_EXERCISE_
Without including any pictures, copy each entry below exactly.

[Excerpts of pointing data]
>>>>>

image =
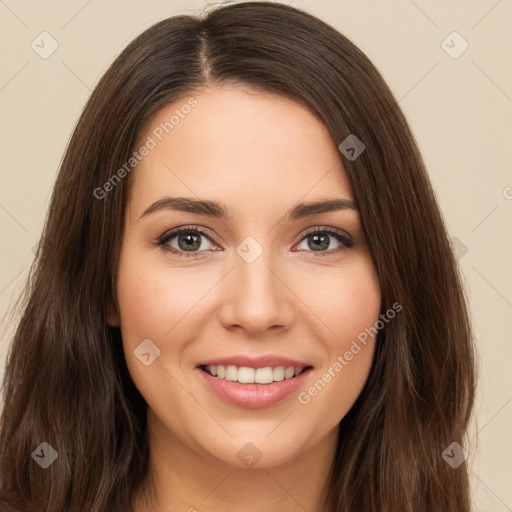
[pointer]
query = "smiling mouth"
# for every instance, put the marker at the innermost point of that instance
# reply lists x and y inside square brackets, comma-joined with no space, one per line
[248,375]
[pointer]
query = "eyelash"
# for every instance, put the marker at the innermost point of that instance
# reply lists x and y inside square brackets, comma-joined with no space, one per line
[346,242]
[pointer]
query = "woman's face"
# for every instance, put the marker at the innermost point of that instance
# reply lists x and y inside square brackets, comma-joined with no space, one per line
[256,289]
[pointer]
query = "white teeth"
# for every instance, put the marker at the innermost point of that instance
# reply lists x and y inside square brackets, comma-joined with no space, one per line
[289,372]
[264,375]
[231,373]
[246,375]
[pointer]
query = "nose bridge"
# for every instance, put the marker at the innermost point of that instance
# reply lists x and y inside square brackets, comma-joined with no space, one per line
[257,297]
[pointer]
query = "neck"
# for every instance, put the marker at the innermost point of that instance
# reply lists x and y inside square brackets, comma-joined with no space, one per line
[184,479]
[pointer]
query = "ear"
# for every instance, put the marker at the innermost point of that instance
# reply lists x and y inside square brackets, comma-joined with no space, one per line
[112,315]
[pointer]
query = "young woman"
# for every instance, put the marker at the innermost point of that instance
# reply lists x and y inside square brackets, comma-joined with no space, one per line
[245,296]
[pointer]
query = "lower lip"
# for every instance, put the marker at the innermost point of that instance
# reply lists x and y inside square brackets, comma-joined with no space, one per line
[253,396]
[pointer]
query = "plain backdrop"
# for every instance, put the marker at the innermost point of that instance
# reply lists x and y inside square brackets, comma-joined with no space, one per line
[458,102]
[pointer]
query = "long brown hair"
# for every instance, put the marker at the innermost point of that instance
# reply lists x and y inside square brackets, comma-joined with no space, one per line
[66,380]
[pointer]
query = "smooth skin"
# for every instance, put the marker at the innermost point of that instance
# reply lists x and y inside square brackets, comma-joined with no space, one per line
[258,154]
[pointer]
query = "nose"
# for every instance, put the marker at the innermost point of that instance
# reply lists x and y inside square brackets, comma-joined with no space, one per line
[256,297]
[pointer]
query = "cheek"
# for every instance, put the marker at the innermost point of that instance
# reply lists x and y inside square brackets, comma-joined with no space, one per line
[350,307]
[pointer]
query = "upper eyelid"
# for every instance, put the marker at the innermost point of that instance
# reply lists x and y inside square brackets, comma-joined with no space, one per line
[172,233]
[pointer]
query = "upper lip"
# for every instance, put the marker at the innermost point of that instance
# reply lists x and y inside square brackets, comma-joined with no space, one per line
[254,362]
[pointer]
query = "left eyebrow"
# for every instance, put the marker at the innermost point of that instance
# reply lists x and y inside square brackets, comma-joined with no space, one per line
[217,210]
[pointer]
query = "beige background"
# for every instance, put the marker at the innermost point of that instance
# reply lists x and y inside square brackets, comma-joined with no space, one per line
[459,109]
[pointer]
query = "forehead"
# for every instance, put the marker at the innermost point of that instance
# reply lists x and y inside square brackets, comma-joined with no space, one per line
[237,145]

<<<<<

_COMPLETED TASK_
image =
[pointer]
query = "smiling mouth"
# for every instance, put the marker at the innermost point of that instance
# reply lists x and y inside square brackets, comma-joined with no space, one per line
[248,375]
[pointer]
query = "eyelash"
# for every instance, put the marker at the innermost point of that instance
# reply lists x and y inside square brackets, comma-joined with no space, one per line
[346,242]
[pointer]
query = "woman's face"
# for every instance, put the marker at the innermost point of that instance
# reply lists x and y inside square brackets, comma-joined with no space, one per line
[256,289]
[pointer]
query = "white teeth"
# for every instance, put the marker at the innermost point of that instance
# reply lists x and y inside square brackets, comma-joined with no space, one per line
[289,372]
[264,375]
[231,373]
[246,375]
[pointer]
query = "nose bridge"
# for every instance, put the marker at the innermost point of that instance
# reply lists x and y inside square brackets, comma-joined with no space, one per line
[257,297]
[pointer]
query = "neck"
# for every instance, put the marker at the innermost point of that instance
# reply lists x and y inside square brackets, comma-joined with no space, one per line
[184,479]
[pointer]
query = "ear"
# for every instance, put the marker at the innermost point of that instance
# reply lists x and y inside square brackets, comma-joined with no space, one per line
[112,315]
[pointer]
query = "young woman"
# for every instance, put the marker at the innermost point of that instance
# reply lists x and y inside square brackets, comma-joined with no space, one per line
[245,296]
[pointer]
query = "lower lip"
# for every instance, put the marker at the innermost point of that instance
# reply lists x and y inside square brackets, comma-joined with no space, one per line
[253,396]
[pointer]
query = "plain backdrop"
# for every instance, put the marker at the innermost point of that instance
# reply lists x and y inside square brackets, comma-joined with no space, one per line
[458,102]
[pointer]
query = "long brown hair"
# for every instance, put the marker at the innermost point of that instance
# reply lists x and y inside square brackets, comma-joined with no space, one per line
[66,380]
[pointer]
query = "smooth skin"
# for every instance, put the marker at the innermost point of that instance
# reply lists x and y inside square brackets, comma-joined with no space, one per line
[258,154]
[pointer]
query = "nose"
# for every instance, put the marker at the innermost point of that instance
# reply lists x and y inside square brackets, comma-joined with no space, one per line
[256,297]
[pointer]
query = "cheek"
# for every instance, put the marker at the innermost point of that instance
# reply lists x and y inside square brackets, comma-joined with no space, one per line
[350,307]
[pointer]
query = "upper eyelid"
# for every instance, put the marker at the innermost point of that instance
# reply lists x and y inside square brackets, comma-joined with no space, one per line
[172,233]
[pointer]
query = "upper lip"
# for every instance, put the marker at the innermost point of that instance
# reply lists x and y inside square brackets, comma-joined with no space, one per line
[254,362]
[pointer]
query = "left eyebrow"
# for every instance, put the marker at the innermost point of that instance
# reply lists x and y inside square brackets, comma-joined with no space, one per line
[217,210]
[pointer]
query = "beige background"
# for every instance, put the marker at the innermost point of that instance
# reply lists x and y inside square brackets, comma-joined with no space, one per line
[459,109]
[pointer]
query = "forehead"
# for every instance, put the marker at the innermost point of that instance
# reply lists x and y inside square brackets, comma-joined with no space, one per line
[237,145]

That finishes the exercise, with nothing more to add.